What needs to be done |
Can you reproduce the Hanna review below word for word, from its first line to its last?

Text |
Leisure

Hanna: Like Kill Bill, with a teenager

April 7, 2011


There’s one thing you should know about Hanna—she’s got pierced ears.

This girl, who snaps necks and sheds blood like it’s her job, who was raised by her father (Eric Bana) in a remote cabin just below the Arctic Circle, who was trained by dear old dad in God knows how many languages and fighting styles but has never seen a television, heard music, or used the Internet, apparently found time to throw on a pair of earrings in between hunting elk and outrunning a ruthless bunch of assassins led by CIA handler Marissa Wiegler (Cate Blanchett).

Hanna opens with the title character (Saoirse Ronan) questioning her spartan lifestyle, but her father soon gives her a choice: if she turns on a signal beacon in the cabin, she will leave—and face the people who want her dead. She flips the switch on the years-old device, immediately gets captured, and then, after a prolonged escape plan, breaks out of an underground complex in the Moroccan desert.

The contrast of her situation is obvious; Hanna is supposed to be a girl raised outside of our world. Sure, she wears that familiar tough-girl look that screams, “I am a raging bitch.” But she’s not—Ronan plays the character blithe and wide-eyed to the world around her, charmingly excited about all those normal teenage things she’s missed, like befriending a girl her age (Jessica Barden) or riding a motorcycle for the first time.

Then, as more nasty bits about off-the-book CIA operations and her father’s murky past emerge, an icy mask glazes over Hanna’s face. She’s on her own and she doesn’t want to hurt anybody anymore. She wants to avoid her prescribed destiny, but can’t seem to stop dispatching baddies.

Entries supplied |

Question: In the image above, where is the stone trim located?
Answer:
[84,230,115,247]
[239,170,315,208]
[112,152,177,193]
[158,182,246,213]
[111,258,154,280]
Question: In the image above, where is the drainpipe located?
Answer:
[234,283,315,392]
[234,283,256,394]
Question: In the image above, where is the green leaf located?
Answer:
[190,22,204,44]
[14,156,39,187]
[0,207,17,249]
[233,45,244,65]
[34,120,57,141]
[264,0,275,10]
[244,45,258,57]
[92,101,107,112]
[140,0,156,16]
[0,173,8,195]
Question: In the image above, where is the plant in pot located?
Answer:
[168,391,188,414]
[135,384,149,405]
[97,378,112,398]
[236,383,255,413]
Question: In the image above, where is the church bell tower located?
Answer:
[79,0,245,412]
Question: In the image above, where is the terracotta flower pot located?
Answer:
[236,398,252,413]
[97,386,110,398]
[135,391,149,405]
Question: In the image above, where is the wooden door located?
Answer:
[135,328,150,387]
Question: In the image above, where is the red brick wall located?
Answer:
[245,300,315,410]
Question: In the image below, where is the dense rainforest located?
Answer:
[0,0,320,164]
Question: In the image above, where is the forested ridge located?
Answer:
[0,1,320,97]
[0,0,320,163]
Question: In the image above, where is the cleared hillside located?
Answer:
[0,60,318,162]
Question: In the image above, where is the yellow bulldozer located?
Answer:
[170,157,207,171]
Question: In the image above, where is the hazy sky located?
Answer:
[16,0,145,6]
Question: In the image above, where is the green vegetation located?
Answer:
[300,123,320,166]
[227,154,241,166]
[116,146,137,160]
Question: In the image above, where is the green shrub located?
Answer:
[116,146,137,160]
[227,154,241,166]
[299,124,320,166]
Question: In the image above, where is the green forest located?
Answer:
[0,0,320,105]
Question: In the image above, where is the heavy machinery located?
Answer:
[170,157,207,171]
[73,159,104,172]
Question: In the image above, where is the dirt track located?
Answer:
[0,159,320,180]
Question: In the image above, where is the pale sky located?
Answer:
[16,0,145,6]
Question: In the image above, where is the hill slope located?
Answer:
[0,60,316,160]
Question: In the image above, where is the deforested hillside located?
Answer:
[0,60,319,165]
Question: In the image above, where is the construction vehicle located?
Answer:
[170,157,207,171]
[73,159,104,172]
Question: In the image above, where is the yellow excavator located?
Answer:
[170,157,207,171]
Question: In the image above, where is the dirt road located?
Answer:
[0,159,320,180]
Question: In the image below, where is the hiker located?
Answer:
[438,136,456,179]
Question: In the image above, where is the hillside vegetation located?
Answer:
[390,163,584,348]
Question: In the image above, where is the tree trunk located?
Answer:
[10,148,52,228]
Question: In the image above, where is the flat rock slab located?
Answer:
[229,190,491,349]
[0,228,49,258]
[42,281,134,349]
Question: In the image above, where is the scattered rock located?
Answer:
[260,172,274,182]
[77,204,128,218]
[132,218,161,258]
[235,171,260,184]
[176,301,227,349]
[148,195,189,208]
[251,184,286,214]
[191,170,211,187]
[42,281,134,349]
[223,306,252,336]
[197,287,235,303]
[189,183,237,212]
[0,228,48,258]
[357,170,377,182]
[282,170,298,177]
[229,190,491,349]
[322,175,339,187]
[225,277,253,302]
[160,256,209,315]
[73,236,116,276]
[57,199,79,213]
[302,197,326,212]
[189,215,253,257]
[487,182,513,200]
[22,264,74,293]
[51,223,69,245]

...

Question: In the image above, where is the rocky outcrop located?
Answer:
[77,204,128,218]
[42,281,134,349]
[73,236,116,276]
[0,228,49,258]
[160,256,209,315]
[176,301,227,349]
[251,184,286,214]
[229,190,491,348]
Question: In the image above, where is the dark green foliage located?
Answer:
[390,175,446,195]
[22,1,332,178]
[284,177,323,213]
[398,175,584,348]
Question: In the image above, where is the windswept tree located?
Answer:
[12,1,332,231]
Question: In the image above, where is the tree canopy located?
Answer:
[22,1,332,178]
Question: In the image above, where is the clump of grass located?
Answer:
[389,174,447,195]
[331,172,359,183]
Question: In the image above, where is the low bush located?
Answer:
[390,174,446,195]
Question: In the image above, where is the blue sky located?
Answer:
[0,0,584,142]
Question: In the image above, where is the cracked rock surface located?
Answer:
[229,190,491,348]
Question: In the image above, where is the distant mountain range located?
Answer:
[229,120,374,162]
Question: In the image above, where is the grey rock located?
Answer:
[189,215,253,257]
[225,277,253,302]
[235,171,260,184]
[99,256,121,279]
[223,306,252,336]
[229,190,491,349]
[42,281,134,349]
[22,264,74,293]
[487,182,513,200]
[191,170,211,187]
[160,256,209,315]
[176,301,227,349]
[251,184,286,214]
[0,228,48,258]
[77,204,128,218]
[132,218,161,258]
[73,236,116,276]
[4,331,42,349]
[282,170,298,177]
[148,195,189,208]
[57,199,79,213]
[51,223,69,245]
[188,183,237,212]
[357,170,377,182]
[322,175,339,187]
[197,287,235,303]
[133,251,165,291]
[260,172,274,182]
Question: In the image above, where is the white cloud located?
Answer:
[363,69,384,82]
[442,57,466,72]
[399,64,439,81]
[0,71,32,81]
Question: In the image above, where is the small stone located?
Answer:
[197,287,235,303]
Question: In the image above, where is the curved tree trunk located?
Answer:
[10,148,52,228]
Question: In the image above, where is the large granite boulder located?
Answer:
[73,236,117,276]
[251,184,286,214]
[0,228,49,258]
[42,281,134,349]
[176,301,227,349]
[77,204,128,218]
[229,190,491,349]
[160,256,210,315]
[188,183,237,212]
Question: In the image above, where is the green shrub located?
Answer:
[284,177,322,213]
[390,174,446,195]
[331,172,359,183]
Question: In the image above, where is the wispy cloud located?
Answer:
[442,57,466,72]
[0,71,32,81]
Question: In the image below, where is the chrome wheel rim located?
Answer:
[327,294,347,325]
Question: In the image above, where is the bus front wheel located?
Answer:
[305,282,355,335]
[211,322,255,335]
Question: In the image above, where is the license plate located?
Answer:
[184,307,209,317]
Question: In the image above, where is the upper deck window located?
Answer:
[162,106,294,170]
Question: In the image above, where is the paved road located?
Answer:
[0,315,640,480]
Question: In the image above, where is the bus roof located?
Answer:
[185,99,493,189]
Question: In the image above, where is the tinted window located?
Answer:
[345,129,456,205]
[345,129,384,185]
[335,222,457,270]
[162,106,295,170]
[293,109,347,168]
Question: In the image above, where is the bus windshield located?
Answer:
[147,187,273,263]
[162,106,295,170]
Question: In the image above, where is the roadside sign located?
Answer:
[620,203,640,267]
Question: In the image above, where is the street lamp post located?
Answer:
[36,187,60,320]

Response |
Leisure

Hanna: Like Kill Bill, with a teenager

April 7, 2011


There’s one thing you should know about Hanna—she’s got pierced ears.

This girl, who snaps necks and sheds blood like it’s her job, who was raised by her father (Eric Bana) in a remote cabin just below the Arctic Circle, who was trained by dear old dad in God knows how many languages and fighting styles but has never seen a television, heard music, or used the Internet, apparently found time to throw on a pair of earrings in between hunting elk and outrunning a ruthless bunch of assassins led by CIA handler Marissa Wiegler (Cate Blanchett).

Hanna opens with the title character (Saoirse Ronan) questioning her spartan lifestyle, but her father soon gives her a choice: if she turns on a signal beacon in the cabin, she will leave—and face the people who want her dead. She flips the switch on the years-old device, immediately gets captured, and then, after a prolonged escape plan, breaks out of an underground complex in the Moroccan desert.

The contrast of her situation is obvious; Hanna is supposed to be a girl raised outside of our world. Sure, she wears that familiar tough-girl look that screams, “I am a raging bitch.” But she’s not—Ronan plays the character blithe and wide-eyed to the world around her, charmingly excited about all those normal teenage things she’s missed, like befriending a girl her age (Jessica Barden) or riding a motorcycle for the first time.

Then, as more nasty bits about off-the-book CIA operations and her father’s murky past emerge, an icy mask glazes over Hanna’s face. She’s on her own and she doesn’t want to hurt anybody anymore. She wants to avoid her prescribed destiny, but can’t seem to stop dispatching baddies.